Task instructions: Please convert every line of the items below into a JSON list of strings, one string per line, leaving out any blank lines.

::: Source records :::

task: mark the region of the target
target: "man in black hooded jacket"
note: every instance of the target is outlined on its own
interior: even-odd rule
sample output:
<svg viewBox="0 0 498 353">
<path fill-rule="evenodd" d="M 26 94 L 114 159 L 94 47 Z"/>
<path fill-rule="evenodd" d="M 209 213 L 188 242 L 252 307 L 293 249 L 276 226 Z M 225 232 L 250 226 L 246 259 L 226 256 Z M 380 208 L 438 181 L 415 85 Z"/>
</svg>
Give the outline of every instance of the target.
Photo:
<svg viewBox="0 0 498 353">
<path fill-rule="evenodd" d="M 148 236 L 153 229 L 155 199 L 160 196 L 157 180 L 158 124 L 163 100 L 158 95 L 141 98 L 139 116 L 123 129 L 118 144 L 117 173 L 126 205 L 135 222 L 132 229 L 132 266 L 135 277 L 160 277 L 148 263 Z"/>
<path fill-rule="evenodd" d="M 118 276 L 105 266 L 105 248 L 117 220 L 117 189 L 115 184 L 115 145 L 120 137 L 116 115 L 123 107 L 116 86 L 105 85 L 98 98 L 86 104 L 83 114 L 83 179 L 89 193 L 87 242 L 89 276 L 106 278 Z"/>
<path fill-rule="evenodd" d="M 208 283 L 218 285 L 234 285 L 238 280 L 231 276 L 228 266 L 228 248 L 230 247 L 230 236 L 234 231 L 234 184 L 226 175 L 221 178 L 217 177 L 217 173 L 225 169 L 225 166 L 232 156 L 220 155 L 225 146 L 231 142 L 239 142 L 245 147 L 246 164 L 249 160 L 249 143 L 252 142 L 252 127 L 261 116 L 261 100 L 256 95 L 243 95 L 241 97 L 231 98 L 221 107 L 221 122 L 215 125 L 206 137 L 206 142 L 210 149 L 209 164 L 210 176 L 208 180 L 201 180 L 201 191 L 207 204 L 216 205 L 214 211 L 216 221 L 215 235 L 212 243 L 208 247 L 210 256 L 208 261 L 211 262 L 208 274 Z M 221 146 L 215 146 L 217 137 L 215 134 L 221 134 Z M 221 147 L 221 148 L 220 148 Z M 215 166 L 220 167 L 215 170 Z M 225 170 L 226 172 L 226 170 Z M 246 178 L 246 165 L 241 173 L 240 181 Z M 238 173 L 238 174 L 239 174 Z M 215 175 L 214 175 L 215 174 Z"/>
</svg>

:::

Output below:
[
  "task: mark the region of the target",
  "target: \"man in black hooded jacket\"",
  "note: every instance of the target is outlined on its own",
  "interior: even-odd rule",
  "sample output:",
  "<svg viewBox=\"0 0 498 353\">",
  "<path fill-rule=\"evenodd\" d=\"M 26 94 L 114 159 L 94 47 Z\"/>",
  "<path fill-rule=\"evenodd\" d=\"M 209 213 L 188 242 L 252 307 L 293 249 L 276 226 Z M 225 232 L 250 226 L 246 259 L 226 256 Z M 380 208 L 438 181 L 415 85 Z\"/>",
  "</svg>",
  "Give the outline of every instance of the target.",
  "Photo:",
  "<svg viewBox=\"0 0 498 353\">",
  "<path fill-rule=\"evenodd\" d=\"M 148 236 L 153 229 L 155 199 L 160 196 L 157 180 L 158 124 L 163 100 L 158 95 L 141 98 L 139 116 L 123 129 L 118 144 L 117 173 L 126 205 L 135 222 L 132 229 L 132 266 L 135 277 L 160 277 L 148 263 Z\"/>",
  "<path fill-rule=\"evenodd\" d=\"M 118 276 L 105 266 L 105 248 L 117 220 L 117 189 L 115 184 L 115 145 L 120 137 L 116 115 L 123 107 L 116 86 L 105 85 L 98 98 L 86 104 L 83 114 L 83 179 L 89 193 L 87 242 L 89 276 L 106 278 Z\"/>",
  "<path fill-rule=\"evenodd\" d=\"M 208 283 L 218 285 L 234 285 L 238 280 L 231 276 L 228 266 L 228 248 L 230 247 L 230 236 L 234 231 L 234 184 L 226 175 L 221 178 L 217 177 L 217 173 L 225 169 L 225 166 L 232 156 L 220 155 L 225 146 L 231 142 L 239 142 L 245 147 L 246 164 L 249 160 L 249 143 L 252 142 L 252 127 L 261 116 L 261 100 L 256 95 L 243 95 L 241 97 L 231 98 L 221 107 L 221 122 L 215 125 L 206 137 L 206 142 L 210 149 L 209 164 L 210 176 L 208 180 L 201 180 L 201 191 L 207 204 L 216 205 L 214 211 L 216 221 L 215 235 L 212 243 L 208 247 L 210 256 L 208 261 L 211 262 L 208 274 Z M 221 146 L 215 146 L 217 137 L 215 134 L 221 134 Z M 221 147 L 221 148 L 220 148 Z M 215 166 L 220 167 L 215 170 Z M 225 170 L 226 172 L 226 170 Z M 246 178 L 246 165 L 241 173 L 240 181 Z M 238 173 L 238 174 L 239 174 Z M 215 175 L 214 175 L 215 174 Z\"/>",
  "</svg>"
]